[start of SUPPLIED ENTRIES]
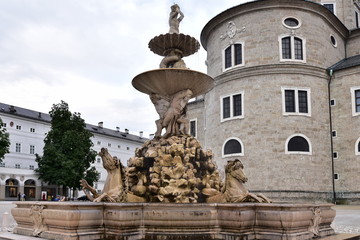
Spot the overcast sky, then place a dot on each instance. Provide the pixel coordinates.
(86, 52)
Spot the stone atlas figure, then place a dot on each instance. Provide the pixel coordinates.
(172, 167)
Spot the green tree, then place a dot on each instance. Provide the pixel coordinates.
(4, 141)
(68, 150)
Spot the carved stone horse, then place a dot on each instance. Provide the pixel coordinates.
(235, 191)
(114, 187)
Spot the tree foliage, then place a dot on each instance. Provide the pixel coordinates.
(68, 150)
(4, 141)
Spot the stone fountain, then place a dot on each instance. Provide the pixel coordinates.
(171, 189)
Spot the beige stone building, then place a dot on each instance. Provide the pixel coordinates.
(286, 99)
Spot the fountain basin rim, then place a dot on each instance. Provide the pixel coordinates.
(168, 81)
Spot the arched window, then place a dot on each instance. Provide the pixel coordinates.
(292, 48)
(11, 188)
(30, 189)
(233, 56)
(298, 144)
(357, 147)
(233, 147)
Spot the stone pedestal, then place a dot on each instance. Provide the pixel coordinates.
(118, 221)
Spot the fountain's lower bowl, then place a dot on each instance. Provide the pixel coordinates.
(74, 220)
(168, 81)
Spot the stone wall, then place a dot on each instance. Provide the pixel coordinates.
(264, 129)
(347, 127)
(259, 26)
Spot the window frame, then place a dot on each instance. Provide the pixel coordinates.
(232, 154)
(298, 152)
(193, 120)
(32, 149)
(232, 117)
(292, 46)
(232, 45)
(296, 113)
(329, 2)
(357, 153)
(18, 147)
(353, 101)
(290, 27)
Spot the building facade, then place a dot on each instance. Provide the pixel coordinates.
(286, 99)
(27, 130)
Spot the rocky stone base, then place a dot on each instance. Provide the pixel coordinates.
(168, 221)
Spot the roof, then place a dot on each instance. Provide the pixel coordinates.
(44, 117)
(346, 63)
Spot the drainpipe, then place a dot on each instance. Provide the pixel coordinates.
(330, 72)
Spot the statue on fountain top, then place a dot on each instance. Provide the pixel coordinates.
(175, 19)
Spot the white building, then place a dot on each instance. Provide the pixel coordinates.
(27, 130)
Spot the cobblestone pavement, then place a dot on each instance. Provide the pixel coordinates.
(347, 218)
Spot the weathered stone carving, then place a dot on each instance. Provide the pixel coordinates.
(37, 219)
(176, 16)
(231, 31)
(114, 188)
(235, 191)
(173, 167)
(172, 113)
(315, 221)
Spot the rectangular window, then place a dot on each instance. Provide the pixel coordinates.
(302, 95)
(232, 106)
(292, 48)
(290, 100)
(226, 107)
(330, 7)
(32, 149)
(18, 147)
(193, 127)
(238, 54)
(286, 48)
(334, 133)
(298, 49)
(296, 101)
(228, 57)
(233, 55)
(357, 100)
(332, 102)
(237, 105)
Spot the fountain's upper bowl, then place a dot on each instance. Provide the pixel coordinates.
(168, 81)
(164, 43)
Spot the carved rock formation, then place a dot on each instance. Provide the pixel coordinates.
(174, 169)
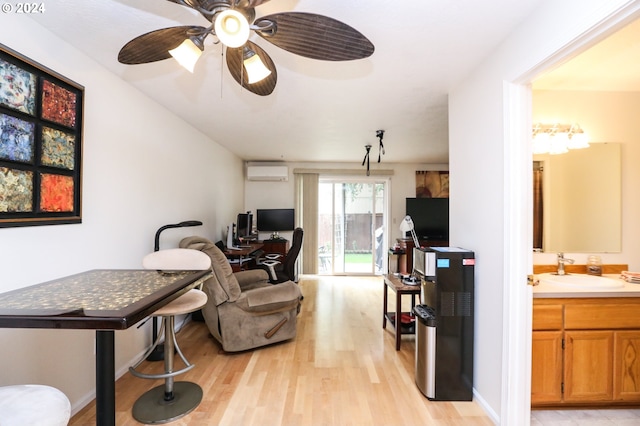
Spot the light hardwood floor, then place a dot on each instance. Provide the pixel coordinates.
(341, 369)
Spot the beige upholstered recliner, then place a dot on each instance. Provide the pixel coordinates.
(244, 311)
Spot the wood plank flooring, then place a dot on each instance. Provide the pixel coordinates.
(341, 369)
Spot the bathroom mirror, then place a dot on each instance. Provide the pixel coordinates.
(581, 200)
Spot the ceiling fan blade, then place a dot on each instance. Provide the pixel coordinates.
(155, 45)
(234, 63)
(316, 36)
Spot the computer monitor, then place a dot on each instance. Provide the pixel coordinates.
(244, 224)
(275, 220)
(430, 217)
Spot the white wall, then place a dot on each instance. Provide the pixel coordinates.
(606, 117)
(480, 212)
(142, 168)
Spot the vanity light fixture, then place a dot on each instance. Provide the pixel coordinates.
(558, 138)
[end of SUPPLIED ENTRIES]
■ EXERCISE DIRECTIONS ■
Convert the lines from the one containing "Spot the ceiling" through the end of the records into a Markdown table with the columns Row and Line, leaving out any blank lines.

■ RESULT OF THIS EXERCISE ■
| Row | Line |
|---|---|
| 1 | Spot the ceiling fan blade, then place a dot on each instance. Provide the pixel coordinates. |
| 2 | (155, 45) |
| 3 | (234, 63) |
| 4 | (316, 36) |
| 5 | Spot the computer monitor, then place a dot on each instance. Provide the pixel coordinates. |
| 6 | (244, 224) |
| 7 | (275, 220) |
| 8 | (430, 217) |
| 9 | Spot the white wall, then place a dot on each instance. Provide the pixel coordinates. |
| 10 | (606, 117) |
| 11 | (480, 212) |
| 12 | (142, 168) |
| 13 | Spot the vanity light fixture, then place a dot on each instance. Provide the pixel coordinates. |
| 14 | (558, 138) |